Search through the entries for the word "bbox" and copy every line that has it.
════
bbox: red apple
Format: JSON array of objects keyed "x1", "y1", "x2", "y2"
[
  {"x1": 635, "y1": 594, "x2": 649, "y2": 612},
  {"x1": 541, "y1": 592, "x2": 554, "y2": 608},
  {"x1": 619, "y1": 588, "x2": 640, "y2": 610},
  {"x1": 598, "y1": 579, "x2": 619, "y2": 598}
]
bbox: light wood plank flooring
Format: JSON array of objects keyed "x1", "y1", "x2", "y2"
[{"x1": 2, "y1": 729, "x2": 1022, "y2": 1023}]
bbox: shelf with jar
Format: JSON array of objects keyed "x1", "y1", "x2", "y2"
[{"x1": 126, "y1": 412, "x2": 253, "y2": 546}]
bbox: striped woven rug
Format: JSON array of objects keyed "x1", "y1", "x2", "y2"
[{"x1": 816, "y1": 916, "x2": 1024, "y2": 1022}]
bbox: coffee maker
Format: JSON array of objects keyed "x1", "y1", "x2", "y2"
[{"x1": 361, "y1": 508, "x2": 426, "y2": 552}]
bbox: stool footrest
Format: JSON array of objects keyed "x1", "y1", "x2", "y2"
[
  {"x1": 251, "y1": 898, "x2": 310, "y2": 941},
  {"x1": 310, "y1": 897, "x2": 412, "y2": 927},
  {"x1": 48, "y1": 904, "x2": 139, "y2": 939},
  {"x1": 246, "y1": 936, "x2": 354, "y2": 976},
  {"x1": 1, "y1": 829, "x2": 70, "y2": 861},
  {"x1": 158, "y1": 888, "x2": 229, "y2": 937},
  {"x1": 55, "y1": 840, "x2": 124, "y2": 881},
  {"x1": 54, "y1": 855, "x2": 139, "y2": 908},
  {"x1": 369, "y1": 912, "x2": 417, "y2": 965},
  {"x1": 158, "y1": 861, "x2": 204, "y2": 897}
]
════
Task response:
bbox: red apple
bbox: light wood plank flooring
bbox: shelf with jar
bbox: striped woven rug
bbox: coffee maker
bbox: stool footrest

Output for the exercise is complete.